- PROVIDED TEXT:

———

Tuesday, June 17, 2008

Strengthening Civil Liberties

an email from Congressman John Olver on protecting our civil liberties...

I write today to update you on the efforts of the 110th Congress to protect and strengthen our civil liberties in the wake of President George W. Bush’s extraordinary expansion of executive power.  Since 9/11, this nation has struggled to find a balance between protecting national security and safeguarding civil liberties.  In my view, the current Administration has adhered to an expansive interpretation of Presidential power that has endangered our civil liberties. 

Despite these setbacks, Congress is now working to responsibly restore our civil liberties.



In February, the House of Representatives defied President Bush and allowed the Protect America Act to expire.  This law, passed by the House of Representatives last August, amended the framework for electronic surveillance, giving the government authority for six months to conduct electronic surveillance on potential terror suspects without court-approved warrants under the Foreign Intelligence Surveillance Act (FISA).  I voted against the Protect America Act because it severely diminished the role of the intelligence court and left innocent American citizens open to a violation of their private interactions.

———

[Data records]
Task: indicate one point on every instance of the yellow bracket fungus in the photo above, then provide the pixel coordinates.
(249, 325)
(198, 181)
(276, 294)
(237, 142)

———

Resume the email on protecting civil liberties, picking up right after its final sentence.

- RESPONSE TO THIS EXERCISE:
The government now relies upon the original FISA law, which requires our intelligence community to obtain warrants approved by a special intelligence court to eavesdrop on phone conversations, e-mail messages, and other electronic communications between U.S. citizens and people overseas.  Contrary to the heated rhetoric surrounding this issue, the expiration of the Protect America Act has neither endangered American lives nor impeded the efforts of our intelligence community.  Both the House and Senate have passed legislation to reform FISA, and negotiations are ongoing.  The House-passed bill I supported did not extend retroactive immunity to telecommunications companies who cooperated with the President’s unauthorized Terrorist Surveillance Program.  I will closely scrutinize any agreement to ensure it maintains strong protections for our civil liberties while granting the intelligence community the proper tools to target those planning attacks on American soil.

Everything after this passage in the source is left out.